(PROVIDED MATERIAL Opens)

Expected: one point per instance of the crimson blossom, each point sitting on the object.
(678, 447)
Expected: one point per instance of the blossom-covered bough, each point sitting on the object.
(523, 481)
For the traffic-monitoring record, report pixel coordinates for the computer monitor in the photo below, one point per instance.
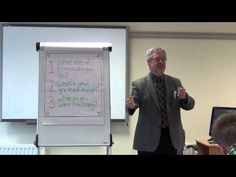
(217, 112)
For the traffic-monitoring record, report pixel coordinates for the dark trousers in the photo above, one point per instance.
(165, 147)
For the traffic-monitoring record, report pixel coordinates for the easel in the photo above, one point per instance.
(109, 147)
(108, 152)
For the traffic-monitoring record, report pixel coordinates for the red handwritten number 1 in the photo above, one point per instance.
(51, 86)
(51, 67)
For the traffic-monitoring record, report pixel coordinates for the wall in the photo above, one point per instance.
(206, 68)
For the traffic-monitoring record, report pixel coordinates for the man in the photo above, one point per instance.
(159, 98)
(224, 133)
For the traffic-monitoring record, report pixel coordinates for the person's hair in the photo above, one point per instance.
(152, 50)
(224, 129)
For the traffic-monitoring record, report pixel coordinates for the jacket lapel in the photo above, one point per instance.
(151, 89)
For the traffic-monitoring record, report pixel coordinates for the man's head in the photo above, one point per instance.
(156, 60)
(224, 130)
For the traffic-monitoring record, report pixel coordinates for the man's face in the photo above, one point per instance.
(157, 64)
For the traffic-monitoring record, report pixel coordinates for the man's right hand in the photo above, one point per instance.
(130, 102)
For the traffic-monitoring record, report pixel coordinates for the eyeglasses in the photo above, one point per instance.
(158, 60)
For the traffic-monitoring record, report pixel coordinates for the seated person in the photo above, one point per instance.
(224, 133)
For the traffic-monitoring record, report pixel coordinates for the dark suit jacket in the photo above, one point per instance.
(148, 129)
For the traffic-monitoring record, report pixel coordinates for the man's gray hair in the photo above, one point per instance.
(152, 50)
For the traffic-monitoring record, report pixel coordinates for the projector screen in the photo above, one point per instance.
(20, 65)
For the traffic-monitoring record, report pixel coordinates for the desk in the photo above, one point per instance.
(205, 148)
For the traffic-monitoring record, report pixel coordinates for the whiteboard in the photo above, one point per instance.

(PROVIDED MATERIAL Closes)

### [EXERCISE DIRECTIONS]
Could you retype exactly the lines from the one containing "for the desk" through the final line of the data above, and no others?

### [EXPECTED ANSWER]
For the traffic-monitoring record, report pixel coordinates for the desk in the photo above, one point per instance.
(205, 148)
For the traffic-monitoring record, report pixel coordinates for the whiteboard in the photo above, one point per instance.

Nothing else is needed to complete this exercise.